What needs to be done: Output every one of the rows below verbatim, changing nothing.

Lines of data:
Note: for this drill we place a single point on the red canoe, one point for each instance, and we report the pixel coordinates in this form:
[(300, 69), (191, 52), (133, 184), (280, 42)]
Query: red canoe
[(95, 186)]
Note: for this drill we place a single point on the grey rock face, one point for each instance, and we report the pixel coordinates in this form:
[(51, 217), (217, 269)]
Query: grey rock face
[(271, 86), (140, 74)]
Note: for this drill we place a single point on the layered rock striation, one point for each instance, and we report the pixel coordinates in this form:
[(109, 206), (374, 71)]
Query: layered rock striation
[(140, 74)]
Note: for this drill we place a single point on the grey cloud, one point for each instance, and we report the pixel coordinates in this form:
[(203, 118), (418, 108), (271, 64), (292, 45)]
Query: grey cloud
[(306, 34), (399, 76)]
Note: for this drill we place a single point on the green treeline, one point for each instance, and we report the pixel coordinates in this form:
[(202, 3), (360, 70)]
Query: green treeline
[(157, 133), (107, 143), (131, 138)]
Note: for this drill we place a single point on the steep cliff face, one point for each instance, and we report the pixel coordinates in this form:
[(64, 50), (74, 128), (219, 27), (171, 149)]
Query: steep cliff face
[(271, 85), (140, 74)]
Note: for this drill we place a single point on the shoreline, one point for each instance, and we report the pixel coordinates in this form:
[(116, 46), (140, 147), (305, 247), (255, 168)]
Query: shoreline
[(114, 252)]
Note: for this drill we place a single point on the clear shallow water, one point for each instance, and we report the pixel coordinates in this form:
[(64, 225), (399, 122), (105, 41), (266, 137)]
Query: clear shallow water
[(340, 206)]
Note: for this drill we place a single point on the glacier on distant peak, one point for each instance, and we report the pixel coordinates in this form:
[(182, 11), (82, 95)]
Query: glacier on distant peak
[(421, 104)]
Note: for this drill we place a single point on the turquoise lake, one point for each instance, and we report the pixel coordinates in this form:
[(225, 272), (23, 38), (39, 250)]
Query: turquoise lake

Exercise solution:
Note: for this drill we place a single point on the red canoe, one point for each instance, and we report the pixel coordinates in this form:
[(300, 69), (191, 52), (133, 184), (280, 42)]
Query: red canoe
[(95, 186)]
Note: for this drill we place a single point on the grey rock face, one point for each instance, and we report the pixel coordinates in this form:
[(51, 217), (217, 269)]
Query: grey rock face
[(271, 86), (140, 74)]
Note: for this drill we place a single point on the layered rock striation, one point for each instance, and we report the pixel coordinates in this form:
[(109, 206), (374, 71)]
Query: layered rock striation
[(140, 74)]
Note: for this drill we place a single point on the grey cloud, one point for each instance, and we report the pixel coordinates in this form:
[(203, 118), (418, 108), (271, 64), (292, 45)]
Query: grey cloud
[(306, 34), (399, 76)]
Note: for this drill we place a single point on the green treeline, one point for each instance, and we report the pixel coordinates in this form:
[(202, 3), (360, 70)]
Query: green treeline
[(157, 133), (107, 143), (131, 138)]
Note: for this drill we place a single point on the steep cliff face, one point for each instance, and we report the pixel coordinates in this form:
[(64, 50), (74, 128), (219, 27), (171, 149)]
Query: steep cliff face
[(271, 85), (140, 74)]
Note: for this drill we place a single point on the shoreline, one point for each instance, and we report the pixel coordinates in this form:
[(116, 46), (140, 147), (305, 247), (255, 168)]
Query: shoreline
[(114, 252)]
Note: for this drill we place a single point on the clear shallow water, one point for each instance, and we report the pixel coordinates in this form:
[(64, 225), (399, 122), (105, 41), (266, 137)]
Query: clear shallow water
[(340, 206)]
Note: for this drill we place a single point on the glacier on distant peak, one point for each instance, and we report the pixel coordinates in this form:
[(182, 11), (82, 95)]
Query: glacier on distant peak
[(421, 104)]
Note: for this drill we place a single point on the turquoise lake, one point for each instance, and we report the pixel coordinates in this form:
[(225, 272), (23, 38), (39, 250)]
Query: turquoise lake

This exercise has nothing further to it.